### DOCUMENT TEXT
1. The petitioner is aggrieved by the termination order dated 30.06.2014, passed by the respondent/Central Industrial Security Force (CISF), terminating him from the post of Constable. The petitioner has also challenged the decision of the Screening Committee dated 23.02.2015 wherein it was decided that he was not suitable for appointment in the CISF on the ground that he was involved in a criminal case. Lastly, the petitioner has raised a grievance against an order dated 17.04.2015 passed by the Inspector General/Training Sector, CISF, rejecting his representation dated 2018:DHC:5956-DB 30.01.2015 against his termination order.

2. A glance at the facts of the case is necessary. The petitioner was appointed as a Constable in the CISF on 26.10.2013, prior whereto on 07.08.2013, a case under Sections 13/3/67 of the Gambling Act, was registered against him and some other co-accused, vide FIR No.164 dated 07.08.2013, Police Station Sahlawas. It is not in dispute that at the time of filling up his application for submitting his candidature, the petitioner did not state anything about registration of the captioned FIR. While the petitioner was still on probation, the impugned termination order dated 30.06.2014 was issued by the competent authority holding that he was not fit for permanent appointment in the CISF.

3. Aggrieved by the said termination order, the petitioner submitted a representation dated 15.09.2014, to the Director General, CISF, wherein while candidly admitting to the fact that at the time of his recruitment, while filling up the columns of the Attestation Form, in the column pertaining to pending police case etc. he had marked “No”, he took a plea that at that stage he had no knowledge about the said case registered against him. In the said representation, the petitioner also pointed out that after receiving summons from the concerned Court, he had faced a trial and vide judgment dated 06.09.2014, the trial Court had acquitted him of the charges levelled under Sections 13/3/67 of the Gambling Act. It appears that thereafter, based on the petitioner’s representation, his case was placed before the Screening Committee along with several other candidates and the said Committee had turned down his candidature on the ground that he was involved in a criminal case.

4. It is noteworthy that by the date the matter was placed before the Screening Committee i.e. on 14.11.2014, the judgment acquitting the petitioner had already been pronounced by the learned Judicial Magistrate, First Class Judge, which as noted above, was dated 06.09.2014. Further, a copy of the said decision had been forwarded by the petitioner to the competent authority. On receiving the recommendations of the Screening Committee, the petitioner submitted his representations/appeals dated 23.02.2015 & 06.04.2015, to the Director General, CISF, which were rejected vide order dated 12.06.2015, by observing that there is no provision of a revision/appeal in the CISF Rules against termination of the service. Aggrieved thereby, the petitioner has filed the present petition.

### DATA SECTION
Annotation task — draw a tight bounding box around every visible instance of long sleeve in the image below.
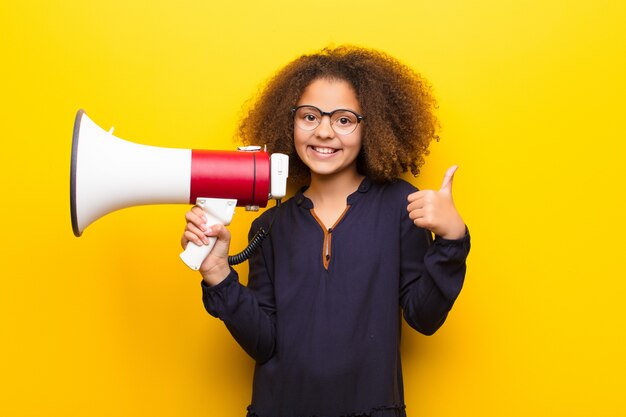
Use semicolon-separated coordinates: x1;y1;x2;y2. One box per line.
400;200;470;335
202;214;276;363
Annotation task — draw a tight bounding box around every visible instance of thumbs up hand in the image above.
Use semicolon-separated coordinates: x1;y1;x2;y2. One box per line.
407;165;465;239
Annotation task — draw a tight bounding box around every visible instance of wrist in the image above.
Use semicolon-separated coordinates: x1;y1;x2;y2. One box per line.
439;221;467;240
200;265;230;287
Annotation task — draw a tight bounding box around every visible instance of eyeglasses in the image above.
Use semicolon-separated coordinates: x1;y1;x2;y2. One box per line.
291;105;365;135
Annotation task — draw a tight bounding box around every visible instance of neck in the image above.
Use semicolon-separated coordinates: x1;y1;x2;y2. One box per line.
304;167;364;205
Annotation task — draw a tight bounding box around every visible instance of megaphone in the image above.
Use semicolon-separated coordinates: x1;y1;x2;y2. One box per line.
70;110;289;270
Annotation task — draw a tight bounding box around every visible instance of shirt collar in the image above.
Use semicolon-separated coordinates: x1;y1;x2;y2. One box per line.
294;177;372;210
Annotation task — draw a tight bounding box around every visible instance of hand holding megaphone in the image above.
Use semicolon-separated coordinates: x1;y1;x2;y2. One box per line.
181;205;230;286
70;110;289;269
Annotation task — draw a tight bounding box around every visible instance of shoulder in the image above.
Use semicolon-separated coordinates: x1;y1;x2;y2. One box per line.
371;178;418;198
252;194;297;229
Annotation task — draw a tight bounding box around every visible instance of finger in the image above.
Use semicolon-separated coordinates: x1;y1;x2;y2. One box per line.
407;191;424;203
185;209;207;230
183;224;209;246
406;199;424;213
439;165;459;194
409;208;426;220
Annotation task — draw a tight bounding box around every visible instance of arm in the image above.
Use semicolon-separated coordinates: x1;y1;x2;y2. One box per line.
400;167;470;335
183;210;275;363
400;219;470;335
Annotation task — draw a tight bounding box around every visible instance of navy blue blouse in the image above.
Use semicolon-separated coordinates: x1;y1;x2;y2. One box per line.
202;179;470;417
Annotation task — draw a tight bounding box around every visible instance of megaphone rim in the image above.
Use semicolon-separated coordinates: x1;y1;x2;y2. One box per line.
70;109;85;237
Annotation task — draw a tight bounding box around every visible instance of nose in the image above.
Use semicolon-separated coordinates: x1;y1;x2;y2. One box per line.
315;115;335;139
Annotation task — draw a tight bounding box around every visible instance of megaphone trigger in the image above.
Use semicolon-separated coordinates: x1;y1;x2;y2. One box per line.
180;198;237;271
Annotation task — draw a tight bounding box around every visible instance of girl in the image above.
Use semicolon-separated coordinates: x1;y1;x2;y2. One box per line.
181;47;470;417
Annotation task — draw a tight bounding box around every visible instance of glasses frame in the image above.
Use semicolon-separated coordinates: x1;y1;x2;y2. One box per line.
291;104;365;135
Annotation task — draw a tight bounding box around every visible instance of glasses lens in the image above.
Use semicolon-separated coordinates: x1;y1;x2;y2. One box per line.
294;106;359;135
331;110;359;135
294;106;322;130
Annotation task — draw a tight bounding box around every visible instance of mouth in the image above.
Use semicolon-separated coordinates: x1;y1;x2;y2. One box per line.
311;146;338;155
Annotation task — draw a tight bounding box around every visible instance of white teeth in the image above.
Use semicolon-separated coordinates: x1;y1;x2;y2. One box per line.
313;146;337;154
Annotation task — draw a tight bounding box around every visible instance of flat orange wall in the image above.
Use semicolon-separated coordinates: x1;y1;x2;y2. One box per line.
0;0;626;417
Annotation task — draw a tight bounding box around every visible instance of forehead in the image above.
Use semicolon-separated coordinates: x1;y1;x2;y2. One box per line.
298;78;361;112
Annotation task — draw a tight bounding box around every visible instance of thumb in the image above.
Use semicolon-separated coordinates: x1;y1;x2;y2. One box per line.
439;165;459;194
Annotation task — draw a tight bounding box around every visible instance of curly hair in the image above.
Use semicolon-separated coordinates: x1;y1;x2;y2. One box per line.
239;46;439;182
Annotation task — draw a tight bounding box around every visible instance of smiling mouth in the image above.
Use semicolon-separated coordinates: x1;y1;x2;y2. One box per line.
311;146;337;155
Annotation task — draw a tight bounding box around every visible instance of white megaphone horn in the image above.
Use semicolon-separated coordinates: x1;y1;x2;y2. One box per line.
70;110;289;270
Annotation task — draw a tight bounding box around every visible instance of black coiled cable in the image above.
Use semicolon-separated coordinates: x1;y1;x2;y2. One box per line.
228;200;280;266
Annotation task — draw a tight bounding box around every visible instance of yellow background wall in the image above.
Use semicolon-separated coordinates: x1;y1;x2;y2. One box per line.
0;0;626;417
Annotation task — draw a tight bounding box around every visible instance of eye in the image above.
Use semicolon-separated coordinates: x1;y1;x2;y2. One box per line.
337;117;352;126
333;111;357;127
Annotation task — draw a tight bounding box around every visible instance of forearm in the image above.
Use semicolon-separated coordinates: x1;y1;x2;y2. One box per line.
401;228;470;335
202;270;275;363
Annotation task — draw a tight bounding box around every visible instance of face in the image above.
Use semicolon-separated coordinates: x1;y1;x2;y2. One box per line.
294;79;363;177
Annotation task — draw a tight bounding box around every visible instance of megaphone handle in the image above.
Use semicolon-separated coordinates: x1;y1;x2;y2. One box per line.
180;198;237;271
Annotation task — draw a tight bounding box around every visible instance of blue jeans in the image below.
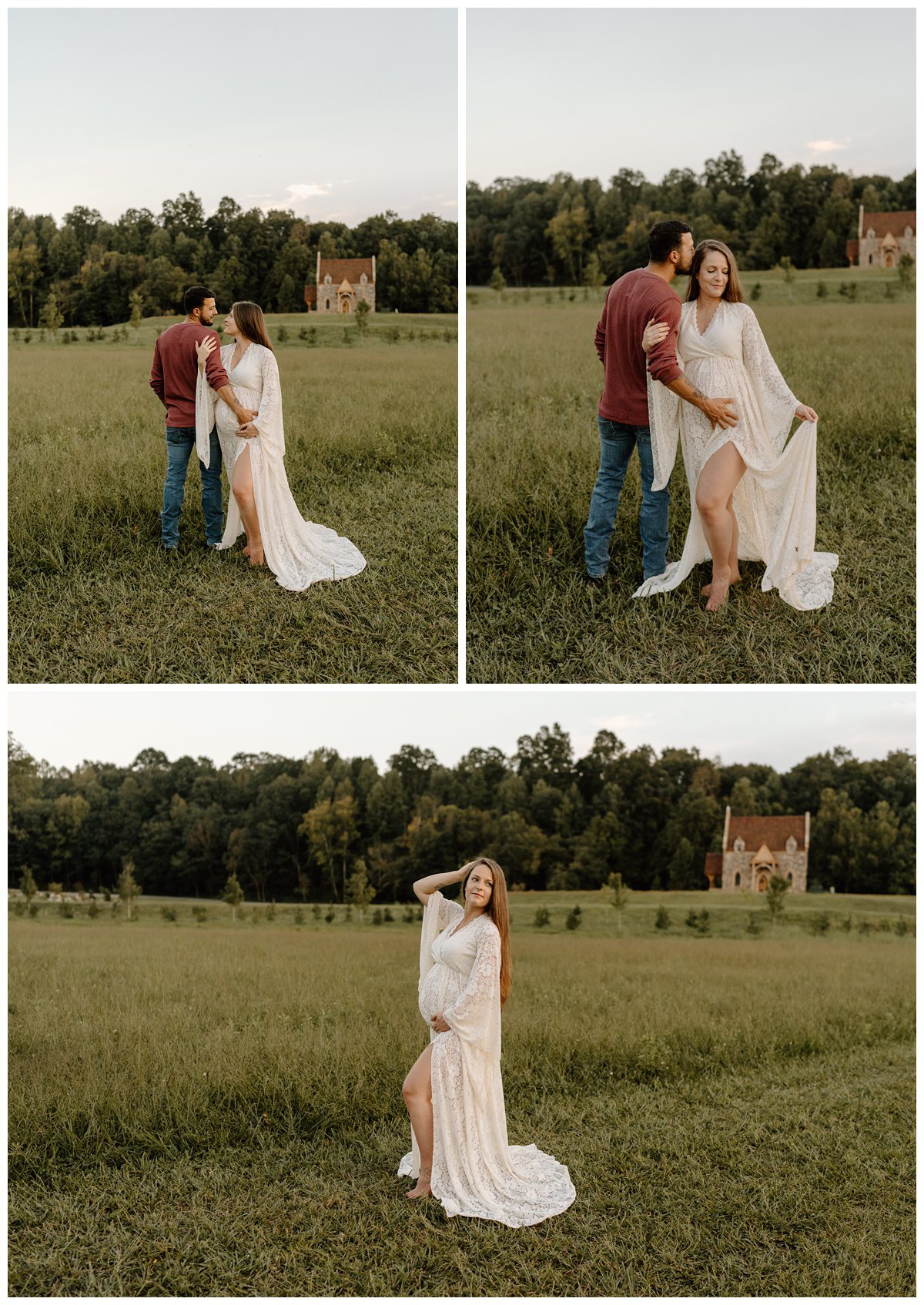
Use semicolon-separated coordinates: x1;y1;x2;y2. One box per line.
584;417;671;580
160;426;223;548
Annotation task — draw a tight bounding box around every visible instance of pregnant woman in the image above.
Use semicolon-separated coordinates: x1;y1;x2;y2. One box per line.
196;303;366;590
398;858;574;1228
633;240;838;612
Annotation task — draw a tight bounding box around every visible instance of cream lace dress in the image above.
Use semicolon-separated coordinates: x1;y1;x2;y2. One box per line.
196;343;366;590
398;892;574;1228
633;299;838;611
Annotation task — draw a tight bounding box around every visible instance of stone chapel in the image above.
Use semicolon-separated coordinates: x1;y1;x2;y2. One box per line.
306;253;376;313
704;807;811;892
847;205;918;267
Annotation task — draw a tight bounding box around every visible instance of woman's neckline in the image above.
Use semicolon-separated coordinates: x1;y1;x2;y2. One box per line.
231;340;253;372
693;295;725;340
447;911;484;939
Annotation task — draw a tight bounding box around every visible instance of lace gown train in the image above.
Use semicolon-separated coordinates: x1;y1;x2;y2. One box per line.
196;343;366;590
398;892;574;1228
633;300;838;611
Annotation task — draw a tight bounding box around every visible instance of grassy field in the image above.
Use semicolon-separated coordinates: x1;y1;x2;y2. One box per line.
8;314;458;682
466;270;915;684
9;892;915;1296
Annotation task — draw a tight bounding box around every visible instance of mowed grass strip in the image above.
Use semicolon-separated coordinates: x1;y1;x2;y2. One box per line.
9;319;458;682
9;919;913;1296
466;284;915;684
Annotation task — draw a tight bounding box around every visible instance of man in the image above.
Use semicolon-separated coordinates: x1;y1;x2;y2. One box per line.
150;286;257;552
584;222;735;584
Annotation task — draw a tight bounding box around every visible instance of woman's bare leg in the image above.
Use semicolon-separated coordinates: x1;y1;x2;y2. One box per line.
695;441;746;612
400;1042;434;1196
699;494;742;597
231;445;263;567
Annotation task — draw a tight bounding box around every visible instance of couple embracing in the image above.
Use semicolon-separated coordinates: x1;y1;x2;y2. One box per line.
584;222;838;612
150;286;366;590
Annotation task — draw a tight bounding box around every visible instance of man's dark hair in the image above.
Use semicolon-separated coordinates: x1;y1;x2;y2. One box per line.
648;218;691;263
182;286;216;317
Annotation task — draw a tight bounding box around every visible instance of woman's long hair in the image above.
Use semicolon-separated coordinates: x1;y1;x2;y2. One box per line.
687;240;744;304
462;856;513;1006
231;299;273;353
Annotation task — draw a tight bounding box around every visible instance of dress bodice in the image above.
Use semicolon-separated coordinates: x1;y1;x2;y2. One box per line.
678;299;744;366
222;344;263;394
430;914;486;979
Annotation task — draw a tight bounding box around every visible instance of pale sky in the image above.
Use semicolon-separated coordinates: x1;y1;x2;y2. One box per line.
466;8;915;186
8;5;458;226
8;685;915;771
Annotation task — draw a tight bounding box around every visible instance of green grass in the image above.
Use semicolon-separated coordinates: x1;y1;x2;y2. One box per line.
8;314;458;682
466;272;915;684
9;894;913;1296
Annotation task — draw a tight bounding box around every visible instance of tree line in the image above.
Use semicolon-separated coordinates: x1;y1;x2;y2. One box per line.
8;724;916;903
466;150;916;287
6;192;458;326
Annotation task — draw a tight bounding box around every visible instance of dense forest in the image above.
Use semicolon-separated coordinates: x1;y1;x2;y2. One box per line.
466;150;916;286
8;724;916;903
6;193;458;326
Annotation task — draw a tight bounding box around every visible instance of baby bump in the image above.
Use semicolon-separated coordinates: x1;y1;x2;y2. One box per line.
417;963;464;1023
216;385;259;439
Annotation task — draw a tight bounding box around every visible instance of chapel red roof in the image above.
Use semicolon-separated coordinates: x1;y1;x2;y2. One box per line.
862;209;918;239
725;815;805;852
317;259;374;286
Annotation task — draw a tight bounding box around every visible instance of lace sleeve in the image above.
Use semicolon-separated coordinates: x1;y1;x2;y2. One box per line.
740;304;798;453
196;366;216;467
644;359;684;490
443;920;500;1057
253;347;286;456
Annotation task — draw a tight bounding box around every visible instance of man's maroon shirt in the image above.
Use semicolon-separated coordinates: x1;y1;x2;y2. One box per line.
594;267;682;426
152;323;229;426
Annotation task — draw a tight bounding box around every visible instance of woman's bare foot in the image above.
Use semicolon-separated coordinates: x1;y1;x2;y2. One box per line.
706;571;731;612
699;567;742;597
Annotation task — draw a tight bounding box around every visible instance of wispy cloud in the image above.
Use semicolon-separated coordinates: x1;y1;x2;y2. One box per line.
805;136;849;154
286;182;353;199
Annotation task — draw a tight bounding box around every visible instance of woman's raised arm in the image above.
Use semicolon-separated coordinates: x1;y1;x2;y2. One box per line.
413;868;464;905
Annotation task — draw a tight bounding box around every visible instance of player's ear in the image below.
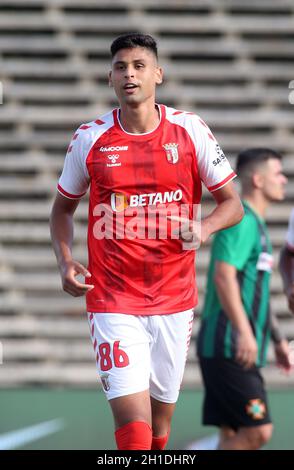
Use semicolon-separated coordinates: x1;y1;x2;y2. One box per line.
252;172;264;189
155;67;163;85
108;71;113;86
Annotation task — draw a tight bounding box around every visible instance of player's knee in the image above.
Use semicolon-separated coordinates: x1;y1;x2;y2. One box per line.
247;423;273;450
115;421;152;450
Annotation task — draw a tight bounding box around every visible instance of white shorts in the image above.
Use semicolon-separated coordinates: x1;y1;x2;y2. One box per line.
88;309;193;403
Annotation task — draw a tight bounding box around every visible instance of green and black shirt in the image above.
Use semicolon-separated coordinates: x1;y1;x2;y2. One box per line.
197;201;272;366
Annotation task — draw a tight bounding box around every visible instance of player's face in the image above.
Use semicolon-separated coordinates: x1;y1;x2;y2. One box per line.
262;158;287;201
109;47;162;105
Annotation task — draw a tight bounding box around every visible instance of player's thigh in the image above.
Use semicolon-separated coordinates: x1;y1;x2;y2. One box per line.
150;309;194;403
88;313;150;400
109;389;152;429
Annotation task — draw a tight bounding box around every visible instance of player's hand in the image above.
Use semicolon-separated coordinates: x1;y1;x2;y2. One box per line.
286;284;294;313
60;260;94;297
274;339;292;373
167;215;209;250
236;330;257;369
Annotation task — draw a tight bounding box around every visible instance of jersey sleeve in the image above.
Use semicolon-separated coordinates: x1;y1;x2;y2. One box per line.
213;214;256;271
57;128;90;199
286;209;294;253
195;116;236;192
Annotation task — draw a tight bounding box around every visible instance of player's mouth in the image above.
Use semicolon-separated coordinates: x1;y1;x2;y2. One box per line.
123;83;138;95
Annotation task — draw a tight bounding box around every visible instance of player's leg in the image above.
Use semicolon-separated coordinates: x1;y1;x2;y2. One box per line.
109;390;152;450
88;313;152;450
151;397;176;450
199;357;272;450
150;309;194;449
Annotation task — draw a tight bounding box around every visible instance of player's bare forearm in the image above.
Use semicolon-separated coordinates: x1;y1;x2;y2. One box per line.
214;261;257;367
50;194;78;269
201;182;244;238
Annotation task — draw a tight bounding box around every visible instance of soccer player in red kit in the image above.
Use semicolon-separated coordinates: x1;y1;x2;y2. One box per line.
50;33;243;450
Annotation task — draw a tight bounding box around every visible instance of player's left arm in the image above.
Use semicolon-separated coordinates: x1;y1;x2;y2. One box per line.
167;182;244;250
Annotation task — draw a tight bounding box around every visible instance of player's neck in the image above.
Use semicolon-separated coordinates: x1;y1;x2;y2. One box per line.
119;103;160;134
242;192;269;219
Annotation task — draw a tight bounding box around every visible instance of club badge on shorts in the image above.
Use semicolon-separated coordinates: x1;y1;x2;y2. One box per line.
246;398;266;421
163;143;179;164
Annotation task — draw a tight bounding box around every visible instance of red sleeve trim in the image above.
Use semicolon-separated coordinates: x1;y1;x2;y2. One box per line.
57;184;86;199
207;171;237;192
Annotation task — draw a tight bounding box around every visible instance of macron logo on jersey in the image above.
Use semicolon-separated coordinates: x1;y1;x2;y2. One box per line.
111;189;183;212
99;145;129;152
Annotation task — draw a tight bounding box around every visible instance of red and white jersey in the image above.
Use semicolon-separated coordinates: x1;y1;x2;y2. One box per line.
286;209;294;252
58;105;235;315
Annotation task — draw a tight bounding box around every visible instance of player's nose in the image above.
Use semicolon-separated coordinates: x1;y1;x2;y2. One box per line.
125;67;135;78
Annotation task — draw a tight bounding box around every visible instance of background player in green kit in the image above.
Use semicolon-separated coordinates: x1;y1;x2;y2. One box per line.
197;148;290;449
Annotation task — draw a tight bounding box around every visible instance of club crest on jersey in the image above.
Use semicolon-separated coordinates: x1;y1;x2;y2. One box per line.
163;142;179;164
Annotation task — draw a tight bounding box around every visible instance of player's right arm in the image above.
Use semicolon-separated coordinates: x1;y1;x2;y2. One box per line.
50;193;94;297
50;125;94;297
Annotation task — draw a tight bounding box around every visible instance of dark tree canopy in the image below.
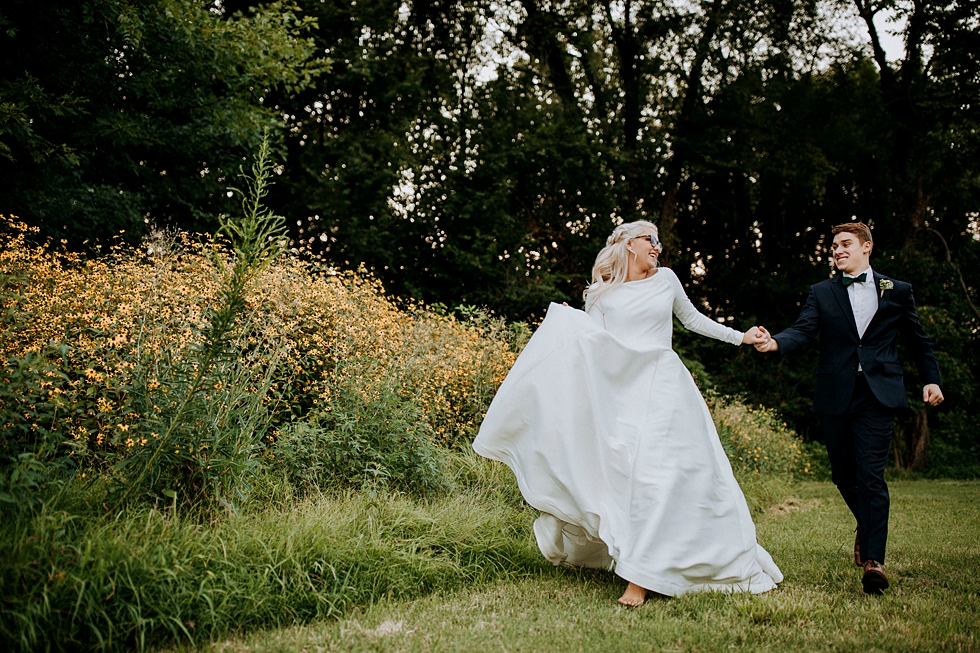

### EXERCISE
In the text about the CISF Constable's termination, why were the petitioner's representations/appeals dated 23.02.2015 and 06.04.2015 rejected?

### SOLUTION TO THE EXERCISE
The order dated 12.06.2015 rejected them because the CISF Rules have no provision for a revision or appeal against termination of service.